━━━ Supplied data ━━━
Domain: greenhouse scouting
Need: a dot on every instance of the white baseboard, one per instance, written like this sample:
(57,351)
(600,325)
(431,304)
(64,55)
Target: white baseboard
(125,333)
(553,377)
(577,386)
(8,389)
━━━
* [Exercise details]:
Copy every one of the items above line for line, changing nothing.

* [Expected answer]:
Domain: greenhouse scouting
Need: a dot on every instance of the white baseboard, one per instance, written like this sample:
(57,351)
(600,325)
(431,304)
(64,55)
Target: white baseboard
(125,333)
(553,377)
(577,386)
(8,389)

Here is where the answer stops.